Task brief: The output should be every line below, retyped exactly, with no images.

(Dataset excerpts)
:::

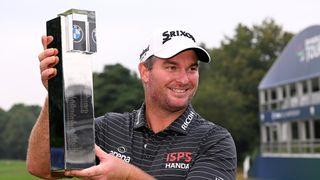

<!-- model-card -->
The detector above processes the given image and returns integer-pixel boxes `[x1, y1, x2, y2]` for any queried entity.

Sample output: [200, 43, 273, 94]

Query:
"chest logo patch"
[110, 146, 131, 163]
[164, 152, 192, 169]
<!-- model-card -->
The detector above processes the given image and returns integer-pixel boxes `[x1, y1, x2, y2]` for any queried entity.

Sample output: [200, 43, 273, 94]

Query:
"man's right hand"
[38, 35, 59, 90]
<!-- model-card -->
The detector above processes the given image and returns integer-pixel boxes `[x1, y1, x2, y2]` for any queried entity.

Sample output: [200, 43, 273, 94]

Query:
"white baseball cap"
[139, 27, 211, 63]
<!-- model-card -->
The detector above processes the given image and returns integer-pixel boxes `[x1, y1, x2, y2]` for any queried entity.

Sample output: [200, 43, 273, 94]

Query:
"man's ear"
[138, 62, 149, 83]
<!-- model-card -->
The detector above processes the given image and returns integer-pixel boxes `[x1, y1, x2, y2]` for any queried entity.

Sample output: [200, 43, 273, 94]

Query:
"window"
[266, 126, 270, 142]
[291, 122, 299, 140]
[312, 78, 320, 92]
[302, 81, 308, 94]
[271, 89, 277, 100]
[272, 128, 278, 142]
[282, 86, 287, 99]
[314, 120, 320, 139]
[305, 121, 310, 139]
[264, 91, 268, 102]
[290, 84, 297, 97]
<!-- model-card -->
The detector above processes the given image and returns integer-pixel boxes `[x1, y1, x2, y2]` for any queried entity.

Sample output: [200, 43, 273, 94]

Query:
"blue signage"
[259, 25, 320, 90]
[260, 104, 320, 123]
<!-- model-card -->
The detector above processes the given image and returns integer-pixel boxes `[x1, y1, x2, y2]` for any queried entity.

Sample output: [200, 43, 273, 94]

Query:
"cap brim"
[154, 43, 211, 63]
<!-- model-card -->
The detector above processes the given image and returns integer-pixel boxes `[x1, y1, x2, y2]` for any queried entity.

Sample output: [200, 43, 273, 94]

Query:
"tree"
[193, 18, 293, 163]
[0, 107, 9, 157]
[93, 64, 144, 117]
[1, 104, 40, 159]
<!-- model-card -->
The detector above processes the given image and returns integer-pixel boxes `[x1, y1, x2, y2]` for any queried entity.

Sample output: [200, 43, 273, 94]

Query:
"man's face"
[140, 49, 199, 112]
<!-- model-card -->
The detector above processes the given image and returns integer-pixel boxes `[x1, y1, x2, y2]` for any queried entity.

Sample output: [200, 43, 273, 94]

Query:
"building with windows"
[249, 25, 320, 179]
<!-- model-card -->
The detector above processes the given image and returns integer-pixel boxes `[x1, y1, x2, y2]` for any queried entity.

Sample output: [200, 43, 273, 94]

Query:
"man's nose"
[175, 69, 189, 84]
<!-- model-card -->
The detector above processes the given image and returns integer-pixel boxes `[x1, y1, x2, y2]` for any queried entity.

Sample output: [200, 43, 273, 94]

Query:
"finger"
[38, 48, 58, 62]
[65, 166, 101, 178]
[66, 172, 102, 180]
[95, 145, 108, 160]
[41, 35, 54, 50]
[83, 175, 104, 180]
[39, 56, 59, 72]
[41, 68, 57, 82]
[47, 36, 54, 46]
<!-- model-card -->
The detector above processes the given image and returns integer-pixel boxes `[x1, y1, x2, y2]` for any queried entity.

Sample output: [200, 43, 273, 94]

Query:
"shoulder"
[95, 111, 136, 128]
[193, 115, 231, 137]
[192, 115, 236, 153]
[188, 116, 237, 180]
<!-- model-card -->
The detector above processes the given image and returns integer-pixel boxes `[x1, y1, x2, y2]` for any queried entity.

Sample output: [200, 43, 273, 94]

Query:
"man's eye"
[167, 66, 176, 70]
[190, 66, 198, 71]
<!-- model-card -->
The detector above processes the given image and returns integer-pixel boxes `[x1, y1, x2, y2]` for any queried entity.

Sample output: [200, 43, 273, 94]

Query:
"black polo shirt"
[95, 104, 237, 180]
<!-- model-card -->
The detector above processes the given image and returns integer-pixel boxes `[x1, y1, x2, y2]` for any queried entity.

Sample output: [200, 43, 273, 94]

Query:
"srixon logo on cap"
[162, 30, 196, 44]
[140, 45, 150, 60]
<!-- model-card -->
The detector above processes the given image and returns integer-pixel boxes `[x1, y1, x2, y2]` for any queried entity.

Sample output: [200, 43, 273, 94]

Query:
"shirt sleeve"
[94, 115, 105, 147]
[186, 127, 237, 180]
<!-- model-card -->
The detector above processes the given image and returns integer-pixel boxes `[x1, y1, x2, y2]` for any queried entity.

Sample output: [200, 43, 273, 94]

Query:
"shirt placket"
[143, 133, 159, 165]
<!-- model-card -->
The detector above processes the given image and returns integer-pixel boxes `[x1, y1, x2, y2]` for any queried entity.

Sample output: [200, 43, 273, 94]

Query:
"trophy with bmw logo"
[46, 9, 96, 174]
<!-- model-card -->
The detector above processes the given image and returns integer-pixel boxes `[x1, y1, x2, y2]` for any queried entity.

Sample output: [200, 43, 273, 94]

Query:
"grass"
[0, 160, 38, 180]
[0, 160, 246, 180]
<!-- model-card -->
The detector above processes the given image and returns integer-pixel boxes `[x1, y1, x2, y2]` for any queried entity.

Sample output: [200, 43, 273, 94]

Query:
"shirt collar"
[133, 104, 147, 129]
[133, 103, 197, 135]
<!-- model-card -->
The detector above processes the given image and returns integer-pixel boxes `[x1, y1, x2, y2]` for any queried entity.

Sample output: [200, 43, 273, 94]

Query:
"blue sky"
[1, 0, 320, 110]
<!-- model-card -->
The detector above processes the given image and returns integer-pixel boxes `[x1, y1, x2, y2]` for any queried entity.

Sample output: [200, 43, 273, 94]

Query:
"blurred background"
[1, 0, 320, 179]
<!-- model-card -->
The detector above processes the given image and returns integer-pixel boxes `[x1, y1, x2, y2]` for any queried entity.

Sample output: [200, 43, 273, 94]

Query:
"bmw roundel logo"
[73, 25, 83, 43]
[92, 28, 96, 43]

:::

Completed exercise:
<!-- model-card -->
The detector above processes the given image and returns integer-pixel boxes `[x1, y1, x2, y2]` for any queried entity.

Sample output: [200, 43, 273, 94]

Query:
"chest logo patch"
[110, 146, 131, 163]
[164, 152, 192, 169]
<!-- model-card -->
The detector above processes the given image and returns integer-pixel boxes `[x1, y1, x2, y2]` for any queried entity.

Sample output: [200, 43, 273, 94]

Query:
"man's right hand"
[38, 35, 59, 90]
<!-- model-card -->
The detector above processes the given image and returns integer-pixel boxes `[x1, y1, x2, y2]` for any queried entity.

Sample output: [200, 43, 273, 94]

Query:
"white baseball cap"
[139, 27, 211, 63]
<!-- model-card -->
The detector above processes the given image and returns integer-pixel boxes `[x1, y1, x2, y2]` for any queried entity.

Sample output: [200, 43, 273, 94]

Query:
"man's ear"
[138, 62, 149, 83]
<!-- model-card -->
The detector above processes the given image and returns integer-pixel boxes `[x1, y1, x2, y2]` for any queried entity.

Sample output: [200, 43, 273, 94]

Query:
"window"
[266, 126, 270, 142]
[291, 122, 299, 140]
[312, 78, 320, 92]
[302, 81, 308, 94]
[271, 89, 277, 100]
[272, 128, 278, 142]
[282, 86, 287, 99]
[314, 120, 320, 139]
[305, 121, 310, 139]
[264, 91, 268, 102]
[290, 84, 297, 97]
<!-- model-card -->
The detector above processes the given image and returns integer-pixel boxes `[x1, y1, x2, y2]` for any queried entity.

Sample output: [200, 43, 273, 94]

Query:
"blue signage"
[259, 25, 320, 90]
[260, 104, 320, 123]
<!-- model-card -->
The detector above processes the given image and returns integer-pixel boxes `[x1, y1, x2, y2]` for any queried entity.

Sample output: [200, 43, 273, 94]

Query:
"cap brim"
[154, 43, 211, 63]
<!-- model-card -->
The detector above processes the given image and returns integer-pixel boxes `[x1, y1, x2, y2]` for any queried entity.

Sample output: [200, 43, 273, 94]

Query:
"tree"
[193, 18, 293, 163]
[0, 107, 9, 157]
[93, 64, 144, 117]
[1, 104, 40, 159]
<!-- model-card -->
The detector above processes the given image and returns integer-pixel boxes `[x1, y1, x2, y2]` for any queried entity.

Sample output: [200, 43, 273, 94]

Query:
"man's face"
[140, 49, 199, 112]
<!-- model-card -->
The detector above processes the given image and returns integer-pixel boxes `[x1, y1, x2, y2]` for any queried entity.

Sample output: [200, 43, 273, 94]

Query:
"building with windows"
[249, 25, 320, 179]
<!-- model-card -->
The detector above processes the given image and returns integer-pixel boxes `[x1, y1, x2, y2]` for any queried entity.

Sample output: [200, 43, 273, 94]

Query:
"man's nose"
[175, 69, 189, 84]
<!-- model-card -->
The detector above processes the given image and returns integer-pixel boxes `[x1, y1, x2, y2]` for any queried entity.

Sample output: [200, 43, 273, 94]

Query:
"finger"
[38, 48, 58, 62]
[65, 166, 101, 178]
[66, 172, 102, 180]
[95, 145, 108, 160]
[41, 35, 54, 50]
[83, 175, 104, 180]
[39, 56, 59, 72]
[41, 68, 57, 82]
[47, 36, 54, 46]
<!-- model-card -->
The detector above processes the given image and returns integer-pixel boxes `[x1, y1, x2, y2]` for any queried entity.

Sample output: [200, 43, 273, 94]

Query:
"shoulder"
[95, 111, 136, 128]
[193, 115, 231, 137]
[192, 115, 236, 153]
[188, 116, 237, 180]
<!-- model-card -->
The detector above processes the given image and returns integer-pixel boxes `[x1, y1, x2, y2]` for any queried entity.

Sample output: [200, 43, 273, 94]

Query:
"man's eye"
[167, 66, 176, 70]
[190, 66, 198, 71]
<!-- model-card -->
The detector above processes the given image and returns integer-pixel boxes `[x1, y1, x2, y2]` for any queried entity.

Sample output: [200, 43, 273, 94]

Query:
"black polo shirt"
[95, 104, 237, 180]
<!-- model-card -->
The detector above processes the given image and returns integer-pixel boxes `[x1, y1, x2, y2]` for any queried entity.

Sample output: [200, 43, 273, 94]

Query:
"srixon logo on cap"
[162, 30, 196, 44]
[140, 45, 150, 60]
<!-- model-card -->
The detector above processes the given image and returns integer-pixel boxes `[x1, y1, x2, y2]` for any queried entity.

Sample output: [200, 43, 273, 94]

Query:
"shirt sleeve"
[94, 115, 105, 147]
[186, 127, 237, 180]
<!-- model-card -->
The detector above processes the given image and returns integer-pixel boxes `[x1, y1, x2, y2]` for any queried entity.

Sample output: [200, 43, 273, 94]

Query:
"shirt placket"
[143, 133, 159, 165]
<!-- model-card -->
The detector above processes the given image and returns integer-pixel boxes `[x1, y1, x2, y2]` for any queried entity.

Sample output: [200, 43, 273, 94]

Query:
"trophy with bmw logo"
[46, 9, 96, 174]
<!-- model-card -->
The detector above processes the given image and returns integer-pixel boxes `[x1, y1, x2, y2]` for any queried entity.

Sample output: [200, 43, 273, 94]

Query:
"grass"
[0, 160, 38, 180]
[0, 160, 246, 180]
<!-- model-card -->
The detector above processes the given image and returns integer-pixel boxes `[x1, y1, x2, y2]` for any queried entity.

Sample output: [200, 43, 273, 94]

Query:
"shirt collar"
[133, 104, 147, 129]
[133, 103, 197, 135]
<!-- model-card -->
The detector above processes the given image and returns integer-pixel boxes `[x1, y1, x2, y2]` for any queried entity.

Sample output: [200, 43, 273, 94]

Query:
"blue sky"
[1, 0, 320, 110]
<!-- model-card -->
The detector above processes the given image and returns integer-pixel boxes `[x1, y1, x2, y2]` for any queried entity.

Sample output: [200, 43, 273, 94]

Query:
"blurred background"
[1, 0, 320, 179]
<!-- model-card -->
The detector above processes the given image and returns integer-pixel boxes `[x1, y1, x2, y2]` for any queried entity.

Sample output: [200, 43, 273, 94]

Query:
"bmw roundel logo"
[73, 25, 83, 43]
[92, 28, 96, 43]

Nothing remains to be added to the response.